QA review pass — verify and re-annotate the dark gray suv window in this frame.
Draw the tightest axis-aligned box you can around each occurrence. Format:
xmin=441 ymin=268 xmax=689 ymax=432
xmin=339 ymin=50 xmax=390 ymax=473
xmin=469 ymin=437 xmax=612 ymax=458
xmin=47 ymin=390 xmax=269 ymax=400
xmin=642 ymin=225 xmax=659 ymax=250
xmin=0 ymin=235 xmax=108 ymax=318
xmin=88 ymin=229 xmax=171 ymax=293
------------------------------------
*WORK TO COMPLETE*.
Copy all of the rows above character for character, keeping each line as it is.

*OUTPUT FOR THIS TASK*.
QA review pass — verify and re-annotate the dark gray suv window in this frame.
Draw the tightest axis-aligned box you can around each occurrence. Format:
xmin=441 ymin=268 xmax=689 ymax=432
xmin=339 ymin=50 xmax=390 ymax=473
xmin=469 ymin=437 xmax=612 ymax=458
xmin=47 ymin=390 xmax=269 ymax=400
xmin=642 ymin=225 xmax=659 ymax=250
xmin=0 ymin=235 xmax=108 ymax=318
xmin=88 ymin=229 xmax=171 ymax=293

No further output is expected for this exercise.